→ **WRITTEN INSTRUCTION**: Scale everything from the line containing "# REPL session — locate the wooden cutting" down to the line containing "357, 205, 374, 218", both included, by writing out every line in that span and leaving all but the answers untouched. Multiply each bounding-box coordinate in those answers by 0.85 and round to the nearest whole number, with halves going up.

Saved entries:

━━━━━━━━

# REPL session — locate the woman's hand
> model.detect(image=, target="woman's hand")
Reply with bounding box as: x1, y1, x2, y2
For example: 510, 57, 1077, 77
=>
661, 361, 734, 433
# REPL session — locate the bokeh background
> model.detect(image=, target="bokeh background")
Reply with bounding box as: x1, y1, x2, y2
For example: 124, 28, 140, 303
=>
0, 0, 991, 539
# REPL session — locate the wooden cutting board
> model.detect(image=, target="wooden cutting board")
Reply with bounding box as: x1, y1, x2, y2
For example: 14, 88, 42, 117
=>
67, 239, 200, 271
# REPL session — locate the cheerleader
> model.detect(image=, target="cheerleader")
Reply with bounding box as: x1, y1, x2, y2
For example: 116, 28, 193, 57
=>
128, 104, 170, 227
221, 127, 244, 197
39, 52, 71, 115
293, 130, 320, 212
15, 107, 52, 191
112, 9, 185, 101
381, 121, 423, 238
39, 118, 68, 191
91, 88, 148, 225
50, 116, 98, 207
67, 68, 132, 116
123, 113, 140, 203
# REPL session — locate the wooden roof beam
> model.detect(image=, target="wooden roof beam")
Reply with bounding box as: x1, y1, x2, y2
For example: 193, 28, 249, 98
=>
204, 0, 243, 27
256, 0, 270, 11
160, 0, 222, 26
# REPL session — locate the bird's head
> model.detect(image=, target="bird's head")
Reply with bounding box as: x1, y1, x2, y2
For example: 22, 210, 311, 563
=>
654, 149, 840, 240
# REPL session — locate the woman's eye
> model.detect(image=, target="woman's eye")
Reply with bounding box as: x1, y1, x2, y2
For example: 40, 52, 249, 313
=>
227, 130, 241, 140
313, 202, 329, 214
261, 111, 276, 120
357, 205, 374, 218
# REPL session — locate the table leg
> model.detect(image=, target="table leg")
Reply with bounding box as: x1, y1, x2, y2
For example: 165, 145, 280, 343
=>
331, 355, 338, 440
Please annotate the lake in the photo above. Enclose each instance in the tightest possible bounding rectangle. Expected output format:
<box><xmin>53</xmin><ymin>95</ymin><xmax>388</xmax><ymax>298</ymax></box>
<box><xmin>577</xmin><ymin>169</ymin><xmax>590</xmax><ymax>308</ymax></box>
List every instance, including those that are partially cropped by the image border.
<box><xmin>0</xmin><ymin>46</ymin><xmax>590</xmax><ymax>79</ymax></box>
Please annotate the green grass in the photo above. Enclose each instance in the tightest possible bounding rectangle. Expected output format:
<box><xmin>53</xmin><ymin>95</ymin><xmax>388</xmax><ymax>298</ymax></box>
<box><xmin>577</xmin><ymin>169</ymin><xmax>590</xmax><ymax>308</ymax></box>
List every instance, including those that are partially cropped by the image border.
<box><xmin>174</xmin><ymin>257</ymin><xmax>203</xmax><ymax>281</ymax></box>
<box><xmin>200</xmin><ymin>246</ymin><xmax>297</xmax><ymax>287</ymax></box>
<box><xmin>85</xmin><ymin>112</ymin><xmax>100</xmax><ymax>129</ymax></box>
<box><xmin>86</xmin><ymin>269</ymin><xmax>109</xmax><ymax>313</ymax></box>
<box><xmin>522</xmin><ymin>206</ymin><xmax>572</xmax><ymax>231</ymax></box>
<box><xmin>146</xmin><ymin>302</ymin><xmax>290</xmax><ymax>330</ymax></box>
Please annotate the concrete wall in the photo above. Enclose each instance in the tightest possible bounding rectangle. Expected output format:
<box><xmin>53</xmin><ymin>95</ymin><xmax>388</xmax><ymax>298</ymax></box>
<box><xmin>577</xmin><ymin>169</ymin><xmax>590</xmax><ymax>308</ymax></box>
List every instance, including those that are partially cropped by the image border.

━━━━━━━━

→ **RESULT OF THIS TASK**:
# REPL session — locate the wooden cutting board
> model.detect(image=, target="wooden cutting board")
Reply with bounding box as: x1, y1, x2, y2
For example: 14, 88, 42, 117
=>
57, 203, 170, 230
# REPL session — locate the cheerleader
> model.detect(image=, target="cheerleader")
Reply with bounding box as: x1, y1, x2, y2
For example: 116, 28, 193, 57
=>
109, 88, 145, 193
188, 108, 207, 167
33, 44, 60, 98
249, 111, 272, 180
13, 91, 44, 162
95, 8, 157, 86
324, 103, 360, 202
33, 100, 58, 162
77, 75, 126, 191
43, 99, 83, 176
57, 58, 112, 99
105, 96, 119, 173
# REPL session — locate the wooden roof beam
> model.detect(image=, target="wooden roof beam")
Reply with bounding box as: x1, y1, x2, y2
For example: 193, 28, 249, 98
=>
173, 0, 207, 23
218, 0, 230, 9
136, 0, 189, 22
# REPL session — locate the bird's head
> model.detect(image=, target="bird's head")
Reply with bounding box as: x1, y1, x2, y2
For example: 22, 210, 311, 563
=>
556, 127, 714, 204
# REPL session — locate the woman's eye
> model.detect(image=, target="woman's eye")
Reply with bounding box as: x1, y1, x2, y2
For example: 40, 52, 249, 313
=>
193, 111, 205, 119
266, 172, 280, 182
222, 94, 235, 102
303, 174, 318, 185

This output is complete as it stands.